- Requirement
Nothing in the records may change. Output them all exactly.

--- Dataset records Enclosed Below ---

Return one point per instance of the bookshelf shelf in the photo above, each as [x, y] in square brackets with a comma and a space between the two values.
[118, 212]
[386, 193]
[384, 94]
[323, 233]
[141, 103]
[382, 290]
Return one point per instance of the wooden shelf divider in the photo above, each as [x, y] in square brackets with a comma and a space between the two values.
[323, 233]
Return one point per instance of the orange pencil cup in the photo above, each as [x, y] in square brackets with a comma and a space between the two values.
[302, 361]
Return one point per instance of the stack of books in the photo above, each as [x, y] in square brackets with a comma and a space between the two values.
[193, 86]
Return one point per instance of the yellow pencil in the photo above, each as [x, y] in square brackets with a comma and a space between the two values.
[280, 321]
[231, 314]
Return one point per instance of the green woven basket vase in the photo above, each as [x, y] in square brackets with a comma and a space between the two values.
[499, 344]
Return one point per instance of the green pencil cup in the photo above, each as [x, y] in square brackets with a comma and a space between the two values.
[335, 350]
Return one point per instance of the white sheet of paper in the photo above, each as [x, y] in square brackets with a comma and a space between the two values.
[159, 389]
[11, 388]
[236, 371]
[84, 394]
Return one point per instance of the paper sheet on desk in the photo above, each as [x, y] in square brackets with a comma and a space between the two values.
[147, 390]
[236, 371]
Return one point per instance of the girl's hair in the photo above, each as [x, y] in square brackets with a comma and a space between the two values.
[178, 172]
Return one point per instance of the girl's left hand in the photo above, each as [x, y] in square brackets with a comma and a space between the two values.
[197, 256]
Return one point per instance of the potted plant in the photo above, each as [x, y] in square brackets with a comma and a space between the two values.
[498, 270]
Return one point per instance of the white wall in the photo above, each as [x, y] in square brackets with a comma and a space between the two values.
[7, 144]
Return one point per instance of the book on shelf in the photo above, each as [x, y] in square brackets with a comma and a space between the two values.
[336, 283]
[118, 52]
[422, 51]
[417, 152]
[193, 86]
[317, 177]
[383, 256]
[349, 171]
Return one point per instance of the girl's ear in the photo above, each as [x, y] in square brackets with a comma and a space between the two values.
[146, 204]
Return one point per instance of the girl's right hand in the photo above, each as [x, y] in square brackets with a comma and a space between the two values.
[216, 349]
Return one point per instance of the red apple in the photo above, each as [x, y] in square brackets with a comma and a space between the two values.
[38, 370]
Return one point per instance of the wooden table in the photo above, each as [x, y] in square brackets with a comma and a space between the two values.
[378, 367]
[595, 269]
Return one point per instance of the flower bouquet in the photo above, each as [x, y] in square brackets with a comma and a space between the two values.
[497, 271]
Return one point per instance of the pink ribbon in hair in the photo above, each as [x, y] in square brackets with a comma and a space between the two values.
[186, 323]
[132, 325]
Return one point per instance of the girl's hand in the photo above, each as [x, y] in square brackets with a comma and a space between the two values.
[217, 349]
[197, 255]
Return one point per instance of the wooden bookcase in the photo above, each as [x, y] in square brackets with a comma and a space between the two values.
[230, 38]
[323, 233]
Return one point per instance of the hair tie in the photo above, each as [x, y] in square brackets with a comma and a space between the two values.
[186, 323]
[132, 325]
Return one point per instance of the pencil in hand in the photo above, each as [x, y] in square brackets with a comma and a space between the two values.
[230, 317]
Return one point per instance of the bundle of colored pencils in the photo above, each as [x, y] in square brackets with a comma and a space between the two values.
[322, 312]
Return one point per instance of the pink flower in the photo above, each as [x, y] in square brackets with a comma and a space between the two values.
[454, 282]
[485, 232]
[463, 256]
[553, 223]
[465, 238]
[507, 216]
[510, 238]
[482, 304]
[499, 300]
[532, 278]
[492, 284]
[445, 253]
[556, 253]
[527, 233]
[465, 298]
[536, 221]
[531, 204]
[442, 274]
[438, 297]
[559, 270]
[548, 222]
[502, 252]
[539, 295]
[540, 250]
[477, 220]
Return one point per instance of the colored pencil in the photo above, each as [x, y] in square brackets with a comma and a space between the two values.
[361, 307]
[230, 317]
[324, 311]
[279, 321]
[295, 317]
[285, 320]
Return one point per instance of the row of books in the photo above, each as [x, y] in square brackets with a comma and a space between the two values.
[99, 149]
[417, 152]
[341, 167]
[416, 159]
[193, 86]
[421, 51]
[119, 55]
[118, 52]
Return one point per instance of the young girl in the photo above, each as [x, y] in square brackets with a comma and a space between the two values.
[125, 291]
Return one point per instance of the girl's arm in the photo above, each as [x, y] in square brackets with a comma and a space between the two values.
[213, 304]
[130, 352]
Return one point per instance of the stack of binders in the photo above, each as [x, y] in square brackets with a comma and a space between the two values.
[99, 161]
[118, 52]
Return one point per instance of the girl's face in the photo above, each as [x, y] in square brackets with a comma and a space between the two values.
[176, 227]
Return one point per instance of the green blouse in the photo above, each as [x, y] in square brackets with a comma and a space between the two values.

--- End of Enclosed Dataset records ---

- Response area
Return one point per instance of the bookshelf shelf in the photo above, each as [x, y] in square brackets with a comma and a space between the two values.
[118, 212]
[386, 193]
[384, 94]
[323, 233]
[141, 103]
[382, 290]
Return one point per instance of the wooden shelf divider in the photo above, each as [x, y] in square brackets with a comma and a space between the two values.
[323, 233]
Return one point per instance of the orange pencil cup in the photo above, each as [x, y] in square brackets with a comma and a space between the two values.
[302, 361]
Return one point per instance of the stack of books in the photo above, each as [x, y] in square brackets with a comma and a space between the two values.
[193, 86]
Return one point per instance of the yellow pencil in the photo above, each as [x, y] in square brackets with a comma and a space between the two values.
[280, 321]
[231, 314]
Return one point per instance of the green woven basket vase in the photo above, each as [x, y] in square brackets with a comma and a space between the two values.
[499, 344]
Return one point per instance of the green pencil cup in the photo above, each as [x, y] in square brackets with a comma and a space between the two values.
[335, 350]
Return one point per instance of the white sheet of paper in the photo above, each as [x, y] in square brackets with a comma and a space between the two values.
[159, 389]
[11, 388]
[236, 371]
[84, 394]
Return one point per instance of the paper sheet on desk in the photo above, each as [x, y] in square brackets with a comma and a space between the two values.
[147, 390]
[236, 371]
Return one point per instance of the girl's hair in the photo above, each as [x, y] in square brackets with a comma and a space between the two values.
[178, 172]
Return one point per instance of the girl's left hand in the photo above, each as [x, y] in square brackets with a comma and a space between the two values.
[197, 256]
Return one point per instance of the potted plant in the photo above, each as [x, y] in square brackets with a comma and a space between the two values.
[498, 270]
Return one point per instance of the white wall in the photo above, each as [x, y] in square brackets with a comma and a space between the two values.
[7, 144]
Return one point per instance of the book on shelf in the photo above, each as [x, y] in square brackets with a comma and a space between the two values.
[336, 283]
[118, 52]
[422, 51]
[417, 152]
[193, 86]
[317, 177]
[383, 256]
[349, 171]
Return one point per instance of the girl's ear in the photo above, each as [x, y] in square brackets with a comma and a space between the two values.
[146, 204]
Return one point per instance of the girl's right hand in the photo above, each as [x, y] in square brackets with a comma and a space between the two values.
[216, 349]
Return one point per instance of the red apple in the photo above, each as [x, y] in square brackets with a comma and a space between the two values.
[38, 370]
Return one point per instance of the wooden table in the photo above, each as [x, y] in square brackets with a comma and a space between the two values.
[378, 367]
[595, 269]
Return one point per instance of the flower bouquet in the photo above, each as [x, y] in square brackets with a comma and a space between the two values.
[497, 271]
Return one point per instance of the pink ribbon in hair in the photo above, each as [x, y] in square brackets with a comma and a space between the two values.
[186, 323]
[132, 325]
Return one point per instance of the girl's hand in the photo above, each as [x, y] in square brackets with a comma and a space between the two values.
[217, 349]
[197, 255]
Return one point per instance of the wooden bookcase in the photo above, each as [x, y] in square brackets with a comma and a space between the two values.
[230, 38]
[323, 233]
Return one point per instance of the hair tie in the photo above, each as [x, y] in square brackets with a comma and a space between the two values.
[186, 323]
[132, 325]
Return one point per instance of the pencil in hand in the photo above, each as [x, y] in square brackets with a comma and a space between the two values.
[230, 317]
Return one point per instance of the bundle of colored pencils in the photo above, each as [x, y] in square brackets with a comma and a space between the two values.
[322, 312]
Return one point per instance of the pink flower in the photo above, each as [x, y] in square brackets with a comma and a space between the two values.
[454, 282]
[485, 232]
[463, 256]
[553, 223]
[465, 238]
[507, 216]
[510, 238]
[482, 304]
[499, 300]
[532, 278]
[492, 284]
[445, 253]
[556, 253]
[527, 233]
[465, 298]
[536, 221]
[531, 204]
[442, 274]
[438, 297]
[559, 270]
[548, 222]
[502, 252]
[539, 295]
[540, 250]
[477, 220]
Return one point per instance of the colored pencil in the photo above, each as [x, y] in square brackets with a comma and a space between the two values.
[361, 307]
[230, 317]
[324, 311]
[279, 321]
[295, 317]
[285, 320]
Return one point per instance of the row of books in the photo above, each as [x, y] in square brackets with a comma and a space between the two values.
[99, 149]
[417, 152]
[341, 167]
[416, 159]
[193, 86]
[421, 51]
[119, 55]
[118, 52]
Return one point per instance of the young girl in the photo above, each as [x, y] in square brackets with a comma and a space between the two values.
[125, 291]
Return one point per instance of the girl's arm in the photo above, each as [x, y] in square brackets with a comma and a space between the two values.
[213, 304]
[130, 352]
Return one point per instance of the stack of binders in the photo above, each as [x, y] in square brackets with a comma and a space between the two values.
[99, 161]
[118, 52]
Return one point per instance of the girl's face in the photo above, each as [x, y] in square brackets with a comma and a space between the two values.
[176, 227]
Return one point per instance of the green blouse in the photo above, each as [x, y] in square brackets with a comma and a space between the two values.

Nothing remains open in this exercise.